**Stated problem**
In the entries below, locate the line with "Find the blue jeans", then give again that line and all lines after it, exactly, with pictures omitted.

**Source records**
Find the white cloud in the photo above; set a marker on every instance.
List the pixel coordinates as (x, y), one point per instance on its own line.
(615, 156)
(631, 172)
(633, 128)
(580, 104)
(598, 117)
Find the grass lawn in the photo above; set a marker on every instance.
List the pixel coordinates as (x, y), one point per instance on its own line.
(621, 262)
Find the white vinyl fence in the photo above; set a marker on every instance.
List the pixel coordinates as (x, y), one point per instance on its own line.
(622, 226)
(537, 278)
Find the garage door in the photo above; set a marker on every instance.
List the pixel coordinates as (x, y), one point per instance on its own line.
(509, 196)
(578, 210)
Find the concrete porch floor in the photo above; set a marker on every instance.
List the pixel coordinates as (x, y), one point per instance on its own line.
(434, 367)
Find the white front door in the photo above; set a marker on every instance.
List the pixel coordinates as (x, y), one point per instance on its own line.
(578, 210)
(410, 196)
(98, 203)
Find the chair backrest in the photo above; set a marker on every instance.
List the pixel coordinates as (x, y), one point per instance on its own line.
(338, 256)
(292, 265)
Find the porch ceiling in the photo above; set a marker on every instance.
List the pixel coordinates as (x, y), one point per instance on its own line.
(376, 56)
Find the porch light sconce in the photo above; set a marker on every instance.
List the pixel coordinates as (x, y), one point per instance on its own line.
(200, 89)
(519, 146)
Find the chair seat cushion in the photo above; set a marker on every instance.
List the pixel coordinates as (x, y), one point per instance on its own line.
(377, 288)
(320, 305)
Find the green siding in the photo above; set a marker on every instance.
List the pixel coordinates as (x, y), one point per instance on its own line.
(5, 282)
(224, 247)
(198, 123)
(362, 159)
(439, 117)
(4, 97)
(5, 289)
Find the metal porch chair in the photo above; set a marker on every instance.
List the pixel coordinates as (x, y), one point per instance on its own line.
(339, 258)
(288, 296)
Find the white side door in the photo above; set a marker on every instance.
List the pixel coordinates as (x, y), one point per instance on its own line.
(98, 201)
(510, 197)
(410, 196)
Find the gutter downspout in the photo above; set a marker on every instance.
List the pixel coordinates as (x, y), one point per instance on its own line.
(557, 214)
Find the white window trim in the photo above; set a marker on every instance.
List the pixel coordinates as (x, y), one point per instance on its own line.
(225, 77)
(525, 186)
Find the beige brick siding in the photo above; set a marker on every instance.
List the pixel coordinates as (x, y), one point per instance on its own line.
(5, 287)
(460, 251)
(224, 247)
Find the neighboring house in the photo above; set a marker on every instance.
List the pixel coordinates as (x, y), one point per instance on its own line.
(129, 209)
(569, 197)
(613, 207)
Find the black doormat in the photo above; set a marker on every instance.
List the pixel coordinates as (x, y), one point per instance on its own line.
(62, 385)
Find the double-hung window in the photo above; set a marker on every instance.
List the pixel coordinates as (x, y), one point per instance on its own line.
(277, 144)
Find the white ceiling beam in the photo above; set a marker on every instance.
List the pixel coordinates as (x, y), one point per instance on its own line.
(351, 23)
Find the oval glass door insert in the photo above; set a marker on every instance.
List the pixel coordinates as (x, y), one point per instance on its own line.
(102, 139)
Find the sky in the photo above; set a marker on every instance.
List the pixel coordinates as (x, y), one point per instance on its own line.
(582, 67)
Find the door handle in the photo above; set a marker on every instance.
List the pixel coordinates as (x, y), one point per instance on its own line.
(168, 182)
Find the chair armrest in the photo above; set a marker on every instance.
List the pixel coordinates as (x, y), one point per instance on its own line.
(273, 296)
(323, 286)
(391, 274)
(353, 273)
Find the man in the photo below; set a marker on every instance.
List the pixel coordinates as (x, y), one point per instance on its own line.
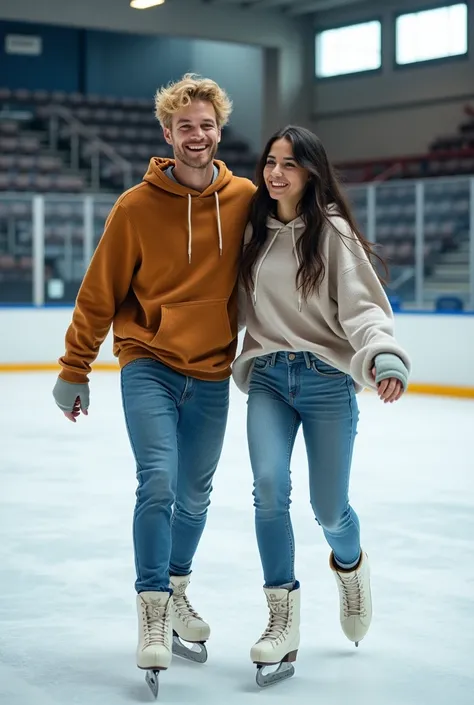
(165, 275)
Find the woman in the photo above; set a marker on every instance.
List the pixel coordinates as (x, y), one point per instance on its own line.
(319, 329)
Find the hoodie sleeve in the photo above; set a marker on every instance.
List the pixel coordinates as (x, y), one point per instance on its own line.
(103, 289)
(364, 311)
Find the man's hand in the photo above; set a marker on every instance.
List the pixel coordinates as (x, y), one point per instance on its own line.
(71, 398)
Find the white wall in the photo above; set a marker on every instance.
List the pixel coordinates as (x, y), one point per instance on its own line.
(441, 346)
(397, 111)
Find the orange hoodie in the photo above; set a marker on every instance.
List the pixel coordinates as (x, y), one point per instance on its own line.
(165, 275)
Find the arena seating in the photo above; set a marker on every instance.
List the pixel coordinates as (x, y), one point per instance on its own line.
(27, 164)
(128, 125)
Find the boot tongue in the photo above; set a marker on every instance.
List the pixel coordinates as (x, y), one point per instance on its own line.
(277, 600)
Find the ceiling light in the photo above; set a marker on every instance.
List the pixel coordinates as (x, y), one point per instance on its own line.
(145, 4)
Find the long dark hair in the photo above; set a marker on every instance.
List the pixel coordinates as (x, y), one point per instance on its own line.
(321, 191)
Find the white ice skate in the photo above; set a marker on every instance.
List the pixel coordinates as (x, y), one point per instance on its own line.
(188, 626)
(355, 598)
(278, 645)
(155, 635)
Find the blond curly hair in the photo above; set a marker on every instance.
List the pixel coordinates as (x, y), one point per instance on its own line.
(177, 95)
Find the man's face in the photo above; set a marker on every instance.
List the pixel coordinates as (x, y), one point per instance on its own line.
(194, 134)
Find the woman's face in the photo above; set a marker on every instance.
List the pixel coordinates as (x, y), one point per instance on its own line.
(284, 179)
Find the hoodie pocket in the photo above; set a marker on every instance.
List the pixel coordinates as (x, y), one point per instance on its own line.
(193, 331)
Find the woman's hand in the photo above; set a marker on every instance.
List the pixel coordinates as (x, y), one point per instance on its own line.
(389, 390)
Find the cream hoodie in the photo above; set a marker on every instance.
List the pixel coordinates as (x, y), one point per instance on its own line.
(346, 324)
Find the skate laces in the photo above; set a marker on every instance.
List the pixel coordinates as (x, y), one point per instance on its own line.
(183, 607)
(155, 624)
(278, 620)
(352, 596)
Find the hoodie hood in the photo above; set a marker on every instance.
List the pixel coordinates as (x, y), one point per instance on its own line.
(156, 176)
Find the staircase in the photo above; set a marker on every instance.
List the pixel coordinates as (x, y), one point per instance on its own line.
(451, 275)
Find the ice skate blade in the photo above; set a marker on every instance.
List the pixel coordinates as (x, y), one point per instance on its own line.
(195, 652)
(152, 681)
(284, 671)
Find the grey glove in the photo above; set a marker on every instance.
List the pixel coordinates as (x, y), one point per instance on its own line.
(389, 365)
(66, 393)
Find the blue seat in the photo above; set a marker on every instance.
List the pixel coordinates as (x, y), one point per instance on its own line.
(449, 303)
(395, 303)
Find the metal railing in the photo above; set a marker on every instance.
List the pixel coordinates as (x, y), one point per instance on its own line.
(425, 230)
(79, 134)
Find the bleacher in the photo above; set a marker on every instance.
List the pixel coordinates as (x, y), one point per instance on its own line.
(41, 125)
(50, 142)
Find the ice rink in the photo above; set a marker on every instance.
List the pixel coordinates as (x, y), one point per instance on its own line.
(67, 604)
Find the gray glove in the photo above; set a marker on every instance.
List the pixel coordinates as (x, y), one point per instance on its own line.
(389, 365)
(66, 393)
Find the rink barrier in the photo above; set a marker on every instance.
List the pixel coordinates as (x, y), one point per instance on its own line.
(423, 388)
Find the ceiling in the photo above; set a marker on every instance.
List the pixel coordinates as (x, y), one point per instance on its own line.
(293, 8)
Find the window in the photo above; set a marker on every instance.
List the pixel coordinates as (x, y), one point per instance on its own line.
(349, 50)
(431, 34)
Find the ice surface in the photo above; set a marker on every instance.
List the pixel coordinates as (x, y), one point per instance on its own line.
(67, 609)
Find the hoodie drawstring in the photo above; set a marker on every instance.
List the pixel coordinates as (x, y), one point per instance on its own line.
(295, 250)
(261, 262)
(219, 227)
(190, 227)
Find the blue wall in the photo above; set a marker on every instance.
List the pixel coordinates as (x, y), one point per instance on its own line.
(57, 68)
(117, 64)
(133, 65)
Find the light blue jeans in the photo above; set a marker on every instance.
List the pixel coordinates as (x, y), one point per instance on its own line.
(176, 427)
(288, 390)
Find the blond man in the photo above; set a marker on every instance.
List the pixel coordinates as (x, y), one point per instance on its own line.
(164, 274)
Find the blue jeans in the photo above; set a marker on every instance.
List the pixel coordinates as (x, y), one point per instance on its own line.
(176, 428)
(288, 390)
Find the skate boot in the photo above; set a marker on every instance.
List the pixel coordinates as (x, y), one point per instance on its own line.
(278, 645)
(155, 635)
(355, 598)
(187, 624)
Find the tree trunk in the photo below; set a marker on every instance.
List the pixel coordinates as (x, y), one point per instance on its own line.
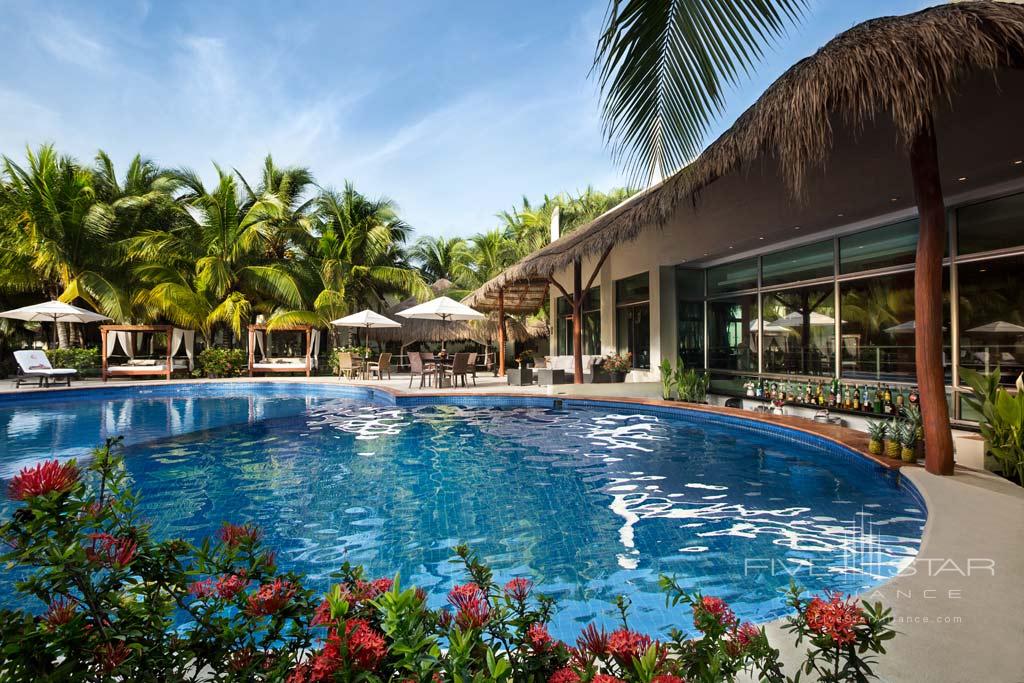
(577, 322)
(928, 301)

**Correct output**
Find the blue jeans in the photo above; set a marker on every instance.
List the pixel coordinates as (x, y), one point per instance on its own line.
(176, 428)
(288, 390)
Find the skate boot in the photo above; set a marker on every instance.
List the pixel coordinates as (x, y), one point per instance on its own line.
(278, 645)
(155, 635)
(355, 598)
(187, 624)
Find the tree trunk in the photo below; set a marker on every instance.
List the pixel coordinates as (x, y), one point per instance on its own line.
(577, 322)
(928, 301)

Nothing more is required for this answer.